Excerpts from point annotation data:
◆ ◆ ◆ ◆ ◆

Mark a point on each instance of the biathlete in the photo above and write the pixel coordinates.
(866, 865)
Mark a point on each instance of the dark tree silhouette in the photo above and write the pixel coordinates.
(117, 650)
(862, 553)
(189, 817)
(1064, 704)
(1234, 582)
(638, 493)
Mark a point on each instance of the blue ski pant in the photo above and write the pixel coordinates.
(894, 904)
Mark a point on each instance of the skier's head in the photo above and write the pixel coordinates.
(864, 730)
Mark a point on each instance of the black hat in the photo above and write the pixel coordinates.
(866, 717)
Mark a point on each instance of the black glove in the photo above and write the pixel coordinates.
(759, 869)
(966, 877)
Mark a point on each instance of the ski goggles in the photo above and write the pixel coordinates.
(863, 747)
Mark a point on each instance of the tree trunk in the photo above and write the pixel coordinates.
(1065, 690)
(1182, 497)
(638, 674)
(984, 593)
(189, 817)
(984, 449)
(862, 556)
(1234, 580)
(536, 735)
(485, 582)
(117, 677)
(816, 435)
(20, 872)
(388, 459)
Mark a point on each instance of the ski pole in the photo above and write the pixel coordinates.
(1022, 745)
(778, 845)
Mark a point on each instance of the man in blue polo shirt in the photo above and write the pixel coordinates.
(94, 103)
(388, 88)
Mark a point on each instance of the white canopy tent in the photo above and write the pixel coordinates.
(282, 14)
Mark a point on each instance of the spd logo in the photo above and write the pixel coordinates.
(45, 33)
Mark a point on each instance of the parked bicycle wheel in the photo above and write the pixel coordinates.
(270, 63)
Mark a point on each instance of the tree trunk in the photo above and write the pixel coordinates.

◆ ◆ ◆ ◆ ◆

Please extract every item above and reproduce each one verbatim.

Mark a point on each instance of the biathlete in the photo above and write the pixel coordinates.
(866, 865)
Mark a point on each instance of the dark tree silhouette in the photo above and write the pixel coordinates.
(117, 650)
(862, 553)
(189, 817)
(1064, 704)
(1234, 582)
(638, 493)
Mark a point on each instance of the blue ski pant in the photo above and write the pixel coordinates.
(894, 904)
Mark a point on each instance of the skier's head in the photo above and write the pixel coordinates.
(864, 730)
Mark a point on each instance of the black hat in the photo above and write the pixel coordinates.
(866, 717)
Mark a point on each instance of the black glove in the photo above and write the pixel coordinates.
(759, 869)
(966, 877)
Mark a point on each instance of the ski goggles in the photo above and write the pixel coordinates.
(863, 747)
Mark a point on each instance of the tree trunk in the photo above and write the pixel coordinates.
(1065, 690)
(1182, 497)
(638, 674)
(984, 593)
(189, 817)
(984, 449)
(862, 556)
(1234, 580)
(536, 735)
(485, 582)
(117, 677)
(816, 435)
(20, 872)
(388, 459)
Mark a point on each instance of the ski pole in the photo above and write the pixel coordinates.
(1022, 745)
(778, 845)
Mark a point on each instance of the man in blue polo shirt in the photo above and write the pixel coordinates.
(94, 103)
(388, 88)
Mark a point on each instance of the white canopy tent in the photo above and write the pixel coordinates.
(282, 14)
Mark a point on each instance of the spd logo in the photo above and write the pixel coordinates.
(45, 33)
Mark a point on each instance of the parked bicycle wheel in the photo above and write the pixel coordinates.
(270, 63)
Mark a point on each instance of the tree trunk in the photo above and write the pixel coordinates.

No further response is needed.